__Your goal__: Quote all entries exactly, leaving pictures aside.

╭─ Task inputs

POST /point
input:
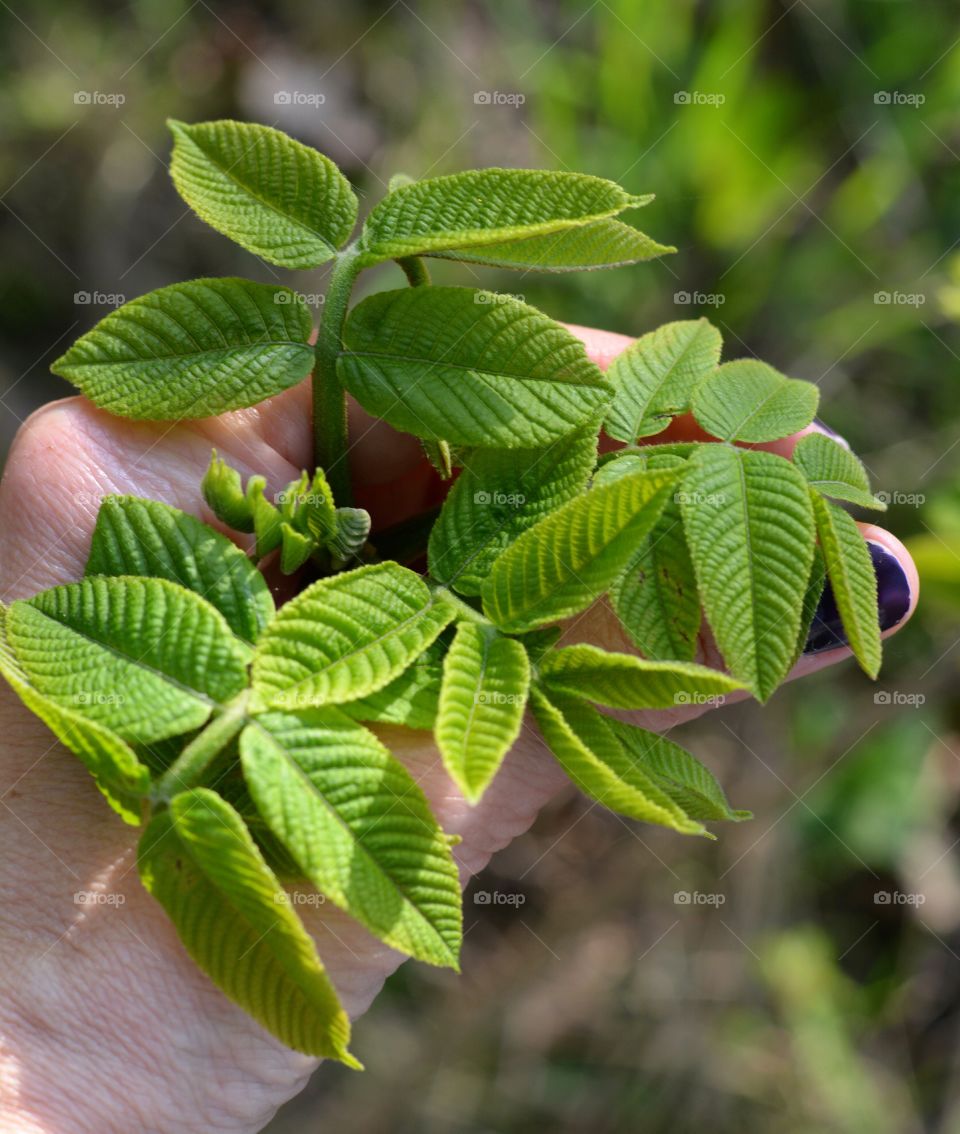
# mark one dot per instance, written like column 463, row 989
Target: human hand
column 104, row 1022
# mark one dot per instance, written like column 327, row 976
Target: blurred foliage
column 806, row 159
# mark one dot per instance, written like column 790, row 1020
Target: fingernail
column 893, row 601
column 831, row 432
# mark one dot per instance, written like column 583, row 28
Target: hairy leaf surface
column 499, row 494
column 485, row 683
column 833, row 470
column 852, row 580
column 193, row 349
column 570, row 558
column 485, row 206
column 655, row 377
column 621, row 680
column 200, row 862
column 273, row 195
column 137, row 536
column 747, row 400
column 750, row 531
column 358, row 826
column 469, row 367
column 346, row 637
column 143, row 657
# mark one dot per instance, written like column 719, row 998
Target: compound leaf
column 499, row 494
column 136, row 536
column 346, row 637
column 655, row 377
column 469, row 367
column 357, row 824
column 852, row 580
column 200, row 862
column 656, row 598
column 119, row 773
column 621, row 680
column 485, row 206
column 750, row 531
column 832, row 470
column 592, row 755
column 193, row 349
column 485, row 683
column 599, row 244
column 678, row 775
column 142, row 657
column 572, row 556
column 273, row 195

╰─

__Answer for the task__:
POST /point
input:
# mark one dot per instance, written like column 463, row 989
Target: human hand
column 104, row 1022
# mark one dot per instance, written like column 327, row 976
Target: blurred foliage
column 806, row 159
# mark one dot per instance, written like column 790, row 1020
Target: fingernail
column 893, row 601
column 831, row 432
# mark one dot per instance, written like column 583, row 28
Target: hairy leaf surface
column 499, row 494
column 485, row 683
column 833, row 470
column 852, row 580
column 193, row 349
column 570, row 558
column 485, row 206
column 655, row 377
column 621, row 680
column 200, row 862
column 273, row 195
column 137, row 536
column 747, row 400
column 750, row 531
column 358, row 826
column 469, row 367
column 346, row 637
column 143, row 657
# mark one dot per instance, written like column 719, row 998
Target: compound leaf
column 499, row 494
column 136, row 536
column 346, row 637
column 655, row 377
column 469, row 367
column 357, row 824
column 852, row 580
column 200, row 862
column 656, row 598
column 119, row 773
column 621, row 680
column 485, row 206
column 750, row 531
column 832, row 470
column 592, row 755
column 193, row 349
column 485, row 683
column 599, row 244
column 678, row 775
column 142, row 657
column 572, row 556
column 273, row 195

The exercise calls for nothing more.